■ **Assignment**
Write out, unaltered, each line from the top of the records below down to the line where "Target: blue jeans" appears, that line included.

(Stored records)
--

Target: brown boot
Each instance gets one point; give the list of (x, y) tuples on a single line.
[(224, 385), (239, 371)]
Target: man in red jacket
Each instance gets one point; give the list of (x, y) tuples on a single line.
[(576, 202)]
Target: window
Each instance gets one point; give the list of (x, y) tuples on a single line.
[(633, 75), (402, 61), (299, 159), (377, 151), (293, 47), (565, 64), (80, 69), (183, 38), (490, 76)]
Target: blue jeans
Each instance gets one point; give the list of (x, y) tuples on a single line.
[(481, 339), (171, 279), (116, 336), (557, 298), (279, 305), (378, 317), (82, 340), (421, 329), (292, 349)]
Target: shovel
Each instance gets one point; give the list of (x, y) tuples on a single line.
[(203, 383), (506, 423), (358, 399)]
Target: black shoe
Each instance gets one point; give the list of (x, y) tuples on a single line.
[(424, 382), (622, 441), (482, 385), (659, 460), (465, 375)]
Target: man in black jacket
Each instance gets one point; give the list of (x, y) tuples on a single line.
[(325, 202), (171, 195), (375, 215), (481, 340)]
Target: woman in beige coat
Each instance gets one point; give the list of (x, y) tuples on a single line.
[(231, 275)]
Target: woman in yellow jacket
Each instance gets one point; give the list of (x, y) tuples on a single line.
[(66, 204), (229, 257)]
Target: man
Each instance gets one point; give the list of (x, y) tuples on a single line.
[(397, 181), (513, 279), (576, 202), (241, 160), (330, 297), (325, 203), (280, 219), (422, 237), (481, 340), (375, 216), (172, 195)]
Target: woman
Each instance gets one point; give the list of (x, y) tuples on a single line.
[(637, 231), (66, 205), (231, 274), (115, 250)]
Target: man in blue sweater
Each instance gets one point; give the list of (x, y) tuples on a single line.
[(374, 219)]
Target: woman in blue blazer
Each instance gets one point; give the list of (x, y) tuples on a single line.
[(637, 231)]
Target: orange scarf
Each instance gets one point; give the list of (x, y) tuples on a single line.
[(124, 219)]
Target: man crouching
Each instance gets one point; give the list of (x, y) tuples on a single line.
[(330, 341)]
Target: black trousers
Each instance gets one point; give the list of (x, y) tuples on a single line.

--

■ **Response below**
Target: brown boot
Each instance gets one point; give the list of (x, y) tuples on a single line.
[(224, 385), (239, 371)]
Target: man in red jacket
Each instance gets one point; give the list of (x, y) tuples on a single line.
[(576, 202)]
Target: window
Each instance gets one point; give the list of (x, y) tuples on a single line.
[(633, 75), (402, 61), (299, 159), (377, 151), (293, 47), (565, 64), (80, 69), (183, 38), (490, 76)]
Target: blue jeans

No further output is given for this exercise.